List of tasks:
1. List every contrast ratio stated as a figure in the message about 10 bits per color, and say what each one describes.
2. Supply what comes next in the message about 10 bits per color, picking up after its final sentence.
##### Excerpt #####
[Author Prev][Author Next][Thread Prev][Thread Next][Author Index][Thread Index]

Re: [pygame] 10 bits per color



On Thu, Oct 01, 2009 at 09:57:32AM -0700, Brian Fisher wrote:
>    Your facts are all basically correct, but some things you are missing is
>    the fact that human vision is both dynamic in terms of it's ability to
>    perceive ranges of intensity and color and able to support a very wide
>    contrast ratio (around 1,000,000 to 1) compared to what contrast ratio
>    monitors are currently pumping out (somewhere between 350:1 to 1000:1)
>    (btw, our perception is basically decibel based, so it's more like the
>    best monitors are 1/4th of what we can do rather than 1/1000th)
>     
>    What that means is our monitors are pretty much crap when it comes to
>    maxing out our eyes contrast-wise, and that even though our eyes have
>    limited color perception, the limits and use of that limited color
>    perception depend on what we are looking at - or to put another way, which
>    7-10 million colors the average person is distinguishing depends largely
>    on what colors and intensities there are to look at. (btw, this is why
>    contrast ratio doesn't matter so much for home or movie theatres with
>    paltry contrast ratios of 1:500 but the environment is blacked out - our
>    vision readjusts very well to just using the range provided)
> 
>    The big thing about all this new monitor stuff is the new high-contrast
>    displays, as Pierre said "new TV with
>    retro light using LEDs has higher contrast (up to 2000000:1 wich is about
>    126 DB dynamic range)". People who have seen those new monitors have told
>    me the pictures looked like real life, that it was like looking out a
>    window, not at a monitor.
##### Excerpted records #####
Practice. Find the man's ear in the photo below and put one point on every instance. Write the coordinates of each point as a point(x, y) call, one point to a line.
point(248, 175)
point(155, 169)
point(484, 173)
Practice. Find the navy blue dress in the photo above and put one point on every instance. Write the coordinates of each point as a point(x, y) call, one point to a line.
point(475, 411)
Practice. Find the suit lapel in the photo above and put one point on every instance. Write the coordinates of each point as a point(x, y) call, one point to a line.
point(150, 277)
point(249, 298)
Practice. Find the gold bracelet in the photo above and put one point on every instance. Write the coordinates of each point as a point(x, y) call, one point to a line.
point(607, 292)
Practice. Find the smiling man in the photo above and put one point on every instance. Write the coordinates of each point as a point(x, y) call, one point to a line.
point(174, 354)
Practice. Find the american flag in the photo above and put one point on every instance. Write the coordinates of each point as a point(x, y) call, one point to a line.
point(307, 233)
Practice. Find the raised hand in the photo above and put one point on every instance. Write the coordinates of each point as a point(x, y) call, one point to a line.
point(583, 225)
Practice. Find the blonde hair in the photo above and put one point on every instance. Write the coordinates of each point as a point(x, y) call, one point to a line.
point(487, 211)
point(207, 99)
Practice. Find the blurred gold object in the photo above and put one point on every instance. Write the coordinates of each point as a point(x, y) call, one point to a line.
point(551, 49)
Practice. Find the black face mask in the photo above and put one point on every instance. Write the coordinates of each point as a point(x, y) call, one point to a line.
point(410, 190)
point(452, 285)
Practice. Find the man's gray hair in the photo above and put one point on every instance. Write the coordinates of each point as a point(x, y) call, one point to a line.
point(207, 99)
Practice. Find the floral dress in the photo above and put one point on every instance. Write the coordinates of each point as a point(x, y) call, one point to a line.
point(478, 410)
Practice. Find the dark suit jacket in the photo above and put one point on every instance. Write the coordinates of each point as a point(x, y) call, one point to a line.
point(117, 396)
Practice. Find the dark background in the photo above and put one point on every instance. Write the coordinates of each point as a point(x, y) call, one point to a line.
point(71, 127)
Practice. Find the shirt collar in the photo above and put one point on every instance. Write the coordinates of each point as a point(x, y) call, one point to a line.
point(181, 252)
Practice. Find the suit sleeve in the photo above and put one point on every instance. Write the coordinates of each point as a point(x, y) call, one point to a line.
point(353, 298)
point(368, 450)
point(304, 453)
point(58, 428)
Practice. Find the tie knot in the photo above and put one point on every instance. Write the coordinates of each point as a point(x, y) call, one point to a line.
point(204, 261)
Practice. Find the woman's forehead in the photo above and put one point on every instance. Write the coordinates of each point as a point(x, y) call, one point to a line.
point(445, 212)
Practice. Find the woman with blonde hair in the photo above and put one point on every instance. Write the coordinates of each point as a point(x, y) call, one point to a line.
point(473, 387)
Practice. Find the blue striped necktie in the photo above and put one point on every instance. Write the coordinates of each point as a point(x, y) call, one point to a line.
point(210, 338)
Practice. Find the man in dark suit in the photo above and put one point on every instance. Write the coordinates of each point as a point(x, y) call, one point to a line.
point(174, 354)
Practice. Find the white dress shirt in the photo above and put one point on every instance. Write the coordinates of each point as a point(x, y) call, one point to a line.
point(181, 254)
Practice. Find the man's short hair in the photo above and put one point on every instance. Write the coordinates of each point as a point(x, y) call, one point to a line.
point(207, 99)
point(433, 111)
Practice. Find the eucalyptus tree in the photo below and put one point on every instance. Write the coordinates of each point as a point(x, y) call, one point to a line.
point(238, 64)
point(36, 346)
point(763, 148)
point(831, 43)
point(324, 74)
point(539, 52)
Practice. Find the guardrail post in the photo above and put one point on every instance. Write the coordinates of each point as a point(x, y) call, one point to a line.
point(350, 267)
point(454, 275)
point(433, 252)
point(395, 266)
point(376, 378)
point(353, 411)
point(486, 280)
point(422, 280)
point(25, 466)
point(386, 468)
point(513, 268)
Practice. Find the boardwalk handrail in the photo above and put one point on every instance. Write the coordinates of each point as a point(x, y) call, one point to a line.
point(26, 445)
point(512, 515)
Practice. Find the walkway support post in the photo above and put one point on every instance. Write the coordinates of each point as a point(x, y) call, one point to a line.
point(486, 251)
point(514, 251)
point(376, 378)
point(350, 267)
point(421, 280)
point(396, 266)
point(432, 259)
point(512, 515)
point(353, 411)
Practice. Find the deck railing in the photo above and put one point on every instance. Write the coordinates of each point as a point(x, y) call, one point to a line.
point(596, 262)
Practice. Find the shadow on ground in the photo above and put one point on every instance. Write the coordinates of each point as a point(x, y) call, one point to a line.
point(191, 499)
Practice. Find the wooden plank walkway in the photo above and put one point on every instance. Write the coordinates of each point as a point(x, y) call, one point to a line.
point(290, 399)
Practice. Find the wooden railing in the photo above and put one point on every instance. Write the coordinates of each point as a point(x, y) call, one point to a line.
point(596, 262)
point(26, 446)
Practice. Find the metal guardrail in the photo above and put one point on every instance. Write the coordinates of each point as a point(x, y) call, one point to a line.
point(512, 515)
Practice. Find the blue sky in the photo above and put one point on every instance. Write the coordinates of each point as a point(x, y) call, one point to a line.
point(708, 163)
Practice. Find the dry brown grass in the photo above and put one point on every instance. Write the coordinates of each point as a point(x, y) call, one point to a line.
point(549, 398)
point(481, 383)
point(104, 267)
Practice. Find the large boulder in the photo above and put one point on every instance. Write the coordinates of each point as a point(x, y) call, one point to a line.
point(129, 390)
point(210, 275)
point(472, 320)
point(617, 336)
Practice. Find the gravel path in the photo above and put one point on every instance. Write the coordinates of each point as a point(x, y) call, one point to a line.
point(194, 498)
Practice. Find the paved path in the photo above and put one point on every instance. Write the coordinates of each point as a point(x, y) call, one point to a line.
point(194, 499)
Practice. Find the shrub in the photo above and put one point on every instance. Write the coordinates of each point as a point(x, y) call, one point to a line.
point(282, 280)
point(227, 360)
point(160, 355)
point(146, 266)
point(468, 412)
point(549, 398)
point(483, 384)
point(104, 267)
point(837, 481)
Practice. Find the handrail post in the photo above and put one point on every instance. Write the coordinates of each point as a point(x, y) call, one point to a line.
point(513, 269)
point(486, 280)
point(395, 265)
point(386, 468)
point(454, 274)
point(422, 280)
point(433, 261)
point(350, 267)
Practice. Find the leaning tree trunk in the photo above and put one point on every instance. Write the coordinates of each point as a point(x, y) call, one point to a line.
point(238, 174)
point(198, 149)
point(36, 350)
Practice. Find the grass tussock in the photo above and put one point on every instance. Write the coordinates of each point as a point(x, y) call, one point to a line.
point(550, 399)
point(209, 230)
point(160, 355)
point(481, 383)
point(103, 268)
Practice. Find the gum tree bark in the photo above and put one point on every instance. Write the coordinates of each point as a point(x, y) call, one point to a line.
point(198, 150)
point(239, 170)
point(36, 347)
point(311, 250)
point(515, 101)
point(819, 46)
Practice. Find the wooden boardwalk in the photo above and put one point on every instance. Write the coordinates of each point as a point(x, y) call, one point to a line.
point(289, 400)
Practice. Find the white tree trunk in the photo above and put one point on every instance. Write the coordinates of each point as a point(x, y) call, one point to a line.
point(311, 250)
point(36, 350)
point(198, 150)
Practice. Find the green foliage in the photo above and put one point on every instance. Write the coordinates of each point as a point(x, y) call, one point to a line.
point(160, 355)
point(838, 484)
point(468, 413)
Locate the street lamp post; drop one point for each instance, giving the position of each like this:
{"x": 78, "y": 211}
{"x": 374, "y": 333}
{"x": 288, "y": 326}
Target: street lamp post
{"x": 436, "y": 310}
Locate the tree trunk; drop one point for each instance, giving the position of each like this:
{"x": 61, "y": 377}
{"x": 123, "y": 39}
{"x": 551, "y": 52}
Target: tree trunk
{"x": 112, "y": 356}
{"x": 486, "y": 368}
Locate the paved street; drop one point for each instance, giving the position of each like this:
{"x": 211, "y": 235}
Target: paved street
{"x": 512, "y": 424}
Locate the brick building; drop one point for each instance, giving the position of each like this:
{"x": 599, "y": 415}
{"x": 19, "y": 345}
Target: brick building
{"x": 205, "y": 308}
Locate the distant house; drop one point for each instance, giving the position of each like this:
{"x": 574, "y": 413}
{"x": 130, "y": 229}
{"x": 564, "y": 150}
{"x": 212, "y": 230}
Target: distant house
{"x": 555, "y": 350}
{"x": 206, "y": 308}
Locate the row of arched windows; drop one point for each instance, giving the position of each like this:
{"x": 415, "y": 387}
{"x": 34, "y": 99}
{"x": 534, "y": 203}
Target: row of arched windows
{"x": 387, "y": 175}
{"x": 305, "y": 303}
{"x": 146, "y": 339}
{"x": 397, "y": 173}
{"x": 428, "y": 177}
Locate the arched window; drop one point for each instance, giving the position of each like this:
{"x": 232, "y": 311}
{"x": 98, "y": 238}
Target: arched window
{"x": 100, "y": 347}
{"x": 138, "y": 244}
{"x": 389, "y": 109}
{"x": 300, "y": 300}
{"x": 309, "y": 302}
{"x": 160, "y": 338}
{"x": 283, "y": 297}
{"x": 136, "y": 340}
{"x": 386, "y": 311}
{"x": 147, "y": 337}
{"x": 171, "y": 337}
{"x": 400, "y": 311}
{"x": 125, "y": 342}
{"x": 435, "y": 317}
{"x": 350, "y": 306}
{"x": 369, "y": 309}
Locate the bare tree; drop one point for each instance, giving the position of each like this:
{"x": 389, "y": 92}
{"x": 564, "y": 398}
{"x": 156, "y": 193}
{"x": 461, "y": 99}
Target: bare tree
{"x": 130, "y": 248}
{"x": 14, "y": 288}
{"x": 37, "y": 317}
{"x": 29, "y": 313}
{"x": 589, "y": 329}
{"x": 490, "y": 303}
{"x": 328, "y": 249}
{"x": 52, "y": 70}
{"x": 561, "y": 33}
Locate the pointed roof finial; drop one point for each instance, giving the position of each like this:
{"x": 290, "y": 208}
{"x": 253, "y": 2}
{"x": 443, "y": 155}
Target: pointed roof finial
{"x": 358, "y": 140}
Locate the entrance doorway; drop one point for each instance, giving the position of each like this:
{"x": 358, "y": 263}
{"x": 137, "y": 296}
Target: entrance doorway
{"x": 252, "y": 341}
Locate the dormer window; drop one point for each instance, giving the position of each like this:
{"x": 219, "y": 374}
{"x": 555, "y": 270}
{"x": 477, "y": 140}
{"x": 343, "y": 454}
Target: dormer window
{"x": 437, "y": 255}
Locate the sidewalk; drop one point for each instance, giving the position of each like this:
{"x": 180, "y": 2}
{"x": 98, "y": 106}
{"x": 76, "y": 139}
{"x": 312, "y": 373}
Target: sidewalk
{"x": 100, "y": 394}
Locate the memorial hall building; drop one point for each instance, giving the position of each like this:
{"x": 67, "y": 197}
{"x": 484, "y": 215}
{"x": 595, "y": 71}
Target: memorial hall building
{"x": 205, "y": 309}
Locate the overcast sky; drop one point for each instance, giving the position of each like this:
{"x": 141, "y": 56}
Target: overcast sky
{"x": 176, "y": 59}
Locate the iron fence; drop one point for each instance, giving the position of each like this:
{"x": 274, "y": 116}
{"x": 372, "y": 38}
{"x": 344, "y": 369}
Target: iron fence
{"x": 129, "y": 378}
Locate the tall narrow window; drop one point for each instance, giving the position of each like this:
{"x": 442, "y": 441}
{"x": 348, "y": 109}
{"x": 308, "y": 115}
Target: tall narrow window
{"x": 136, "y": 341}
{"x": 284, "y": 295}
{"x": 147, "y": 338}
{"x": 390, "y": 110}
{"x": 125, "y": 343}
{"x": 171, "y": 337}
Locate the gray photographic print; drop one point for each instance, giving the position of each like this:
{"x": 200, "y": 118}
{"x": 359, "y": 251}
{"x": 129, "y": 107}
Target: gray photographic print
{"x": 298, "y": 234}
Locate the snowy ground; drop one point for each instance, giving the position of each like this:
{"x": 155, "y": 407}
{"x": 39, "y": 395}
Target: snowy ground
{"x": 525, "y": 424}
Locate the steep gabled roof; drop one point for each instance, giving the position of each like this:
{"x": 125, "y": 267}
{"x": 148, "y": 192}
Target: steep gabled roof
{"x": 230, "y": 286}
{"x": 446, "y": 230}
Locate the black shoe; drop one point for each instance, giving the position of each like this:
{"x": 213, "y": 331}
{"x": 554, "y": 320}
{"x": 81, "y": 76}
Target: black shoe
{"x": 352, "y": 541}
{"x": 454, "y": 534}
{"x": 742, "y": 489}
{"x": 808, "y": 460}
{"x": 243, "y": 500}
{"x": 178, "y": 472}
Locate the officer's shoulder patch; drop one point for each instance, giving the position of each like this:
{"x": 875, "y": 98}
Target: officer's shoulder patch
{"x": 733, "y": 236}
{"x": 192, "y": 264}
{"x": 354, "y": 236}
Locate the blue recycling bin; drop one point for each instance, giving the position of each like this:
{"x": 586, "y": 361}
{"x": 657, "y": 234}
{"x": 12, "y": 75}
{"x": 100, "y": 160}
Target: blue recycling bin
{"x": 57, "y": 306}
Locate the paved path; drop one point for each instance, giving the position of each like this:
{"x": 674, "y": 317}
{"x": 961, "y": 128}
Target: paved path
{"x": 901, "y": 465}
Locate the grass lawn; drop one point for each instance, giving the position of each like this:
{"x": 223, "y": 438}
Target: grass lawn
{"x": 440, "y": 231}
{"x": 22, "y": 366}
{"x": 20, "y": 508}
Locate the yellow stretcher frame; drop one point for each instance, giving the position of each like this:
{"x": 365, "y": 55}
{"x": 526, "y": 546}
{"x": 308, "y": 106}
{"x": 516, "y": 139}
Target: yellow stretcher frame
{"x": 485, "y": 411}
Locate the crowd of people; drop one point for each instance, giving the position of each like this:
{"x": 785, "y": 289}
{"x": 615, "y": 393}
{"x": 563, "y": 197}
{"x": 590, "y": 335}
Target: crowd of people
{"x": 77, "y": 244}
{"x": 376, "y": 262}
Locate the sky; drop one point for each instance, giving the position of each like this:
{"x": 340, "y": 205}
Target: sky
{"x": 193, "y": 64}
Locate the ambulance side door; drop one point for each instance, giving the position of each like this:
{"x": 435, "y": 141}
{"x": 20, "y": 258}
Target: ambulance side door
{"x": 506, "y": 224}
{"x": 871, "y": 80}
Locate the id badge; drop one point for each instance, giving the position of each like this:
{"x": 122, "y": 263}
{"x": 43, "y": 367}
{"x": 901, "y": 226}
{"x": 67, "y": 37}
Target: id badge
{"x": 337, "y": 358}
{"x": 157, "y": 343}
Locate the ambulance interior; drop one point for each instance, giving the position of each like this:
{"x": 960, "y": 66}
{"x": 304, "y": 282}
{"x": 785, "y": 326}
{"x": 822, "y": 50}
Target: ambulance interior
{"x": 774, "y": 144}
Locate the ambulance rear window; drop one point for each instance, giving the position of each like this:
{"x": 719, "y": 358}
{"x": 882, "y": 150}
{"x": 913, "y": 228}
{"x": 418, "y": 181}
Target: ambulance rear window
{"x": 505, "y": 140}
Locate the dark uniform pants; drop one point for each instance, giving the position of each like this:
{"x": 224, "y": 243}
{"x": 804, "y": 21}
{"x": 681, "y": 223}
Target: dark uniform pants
#####
Answers to the problems:
1.
- 1,000,000 to 1: human vision
- 350:1: the low end for current monitors
- 1000:1: the high end for current monitors
- 1:500: home or movie theatres
- 2000000:1: new TVs with LED backlighting

2.
> 
>    With those new high contrasts though, if you aren't using the full
>    contrast range for a particular scene, RGB888 can be way too small. So
>    more range is needed if you wanna do something like go from a cave to the
>    out of doors - if the cave is half as bright with RGB888, you dropped half
>    your range, to RGB777, and your eyes can start seeing bands and such
>    better.

So the big difference, if I inderstand you correctly, is: RGB888 is over 
16 million colors MAX, but the average human eye, being dynamic, 
distinguishes somewhere around 7 to 10 million colors AT A TIME.

>    RGB is designed to be close to our rods and cones, which for most people
>    see an R with very good color range, a G with good color range, and a B
>    with mostly OK color range (relatively speaking). That's why many
>    restricted bit color schemes with uneven bit allocation put the extra bits
>    in the R or G but never the B. But there are actually some people (I've
>    heard they are mostly if not all women) with an extra cone (I think) that
>    is pretty close to the B, and those people have amazing color perception
>    much much better than RGB888, and usually work in color and print related
>    fields cause they can do things like match paint samples and colors at a
>    level beyond what us normal people can.

I have heard of that! Tetrachromatism!

Apparently the most common forms of red-colorblindness and 
green-colorblindness are not that the red or green cones are missing, 
but that they are present but picking up the wrong wavelengths. So if 
you are Red-blind that means your cones are GgB Green, Different Green, 
and Blue. And if you are green-blind then your cones are Red, Different Red, 
and Blue. RrB

Both mutations are carried on the X chromozome, and both are recessive 
traits. Since women have two copies of the X chromosome, they rarely 
have any colorblindness, because they almost always have a "good" copy 
of the Red or Green gene on the other X, but men having just one X are 
far more likely to have colorblindness.

Tetrachromatism (If I recall correctly) happens when a woman gets one 
different kind of colorblindness on each X. Somehow, sometimes this 
results in the "Other Red" and "Other Green" cones combining to behave 
like a population of "Orange" cones, so her vision is effectively 
Red-Orange-Green-Blue and she can see orange as if it was a primary 
color, instead of as a secondary color like most of the rest of us do.